**Your task**. Repeat exactly the lines below that lie between the line with "find | white wall" and the line with "find | glass top table", counting both of those lines as part of the answer.

**Records**.
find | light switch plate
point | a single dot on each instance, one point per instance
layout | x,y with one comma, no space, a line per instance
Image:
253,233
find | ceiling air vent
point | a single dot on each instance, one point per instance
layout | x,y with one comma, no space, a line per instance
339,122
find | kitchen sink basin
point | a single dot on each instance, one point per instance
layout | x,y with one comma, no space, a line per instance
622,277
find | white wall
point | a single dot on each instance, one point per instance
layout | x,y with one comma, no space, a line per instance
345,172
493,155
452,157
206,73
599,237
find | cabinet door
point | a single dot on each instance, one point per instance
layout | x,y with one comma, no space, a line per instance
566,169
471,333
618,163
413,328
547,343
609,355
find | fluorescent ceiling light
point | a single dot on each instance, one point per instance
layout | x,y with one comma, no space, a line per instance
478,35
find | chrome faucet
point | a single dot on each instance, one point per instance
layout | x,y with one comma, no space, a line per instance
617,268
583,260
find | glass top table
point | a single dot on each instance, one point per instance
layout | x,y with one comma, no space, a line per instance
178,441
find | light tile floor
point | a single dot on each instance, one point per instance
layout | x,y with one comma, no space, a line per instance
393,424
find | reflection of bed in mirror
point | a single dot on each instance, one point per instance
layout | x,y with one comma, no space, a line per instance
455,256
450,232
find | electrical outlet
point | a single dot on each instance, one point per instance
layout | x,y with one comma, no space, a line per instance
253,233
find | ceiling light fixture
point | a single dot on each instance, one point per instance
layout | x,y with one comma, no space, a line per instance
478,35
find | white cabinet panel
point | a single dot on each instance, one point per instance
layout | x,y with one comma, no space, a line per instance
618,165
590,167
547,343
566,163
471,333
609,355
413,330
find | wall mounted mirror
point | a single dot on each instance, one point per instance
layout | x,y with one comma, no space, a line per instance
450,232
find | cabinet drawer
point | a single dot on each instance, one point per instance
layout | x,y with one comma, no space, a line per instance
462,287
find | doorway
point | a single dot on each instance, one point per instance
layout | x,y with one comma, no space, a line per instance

**Answer to the exercise**.
find | white wall
point | a single dot on each instance, one point per instance
layout | x,y with one comma, no space, a line per instance
345,172
493,155
452,157
206,73
599,237
find | cabinet door
point | a single dot on each instance, one point per instance
layout | x,y with one comma, no space, a line per instance
566,169
471,333
618,163
413,328
547,343
609,355
find | fluorescent ceiling light
point | a single dot on each instance, one point per instance
layout | x,y with one comma, no space, a line per instance
478,35
find | chrome faucet
point | a single dot on each instance, one point per instance
layout | x,y with one comma, no space, a line per instance
617,268
583,260
find | glass top table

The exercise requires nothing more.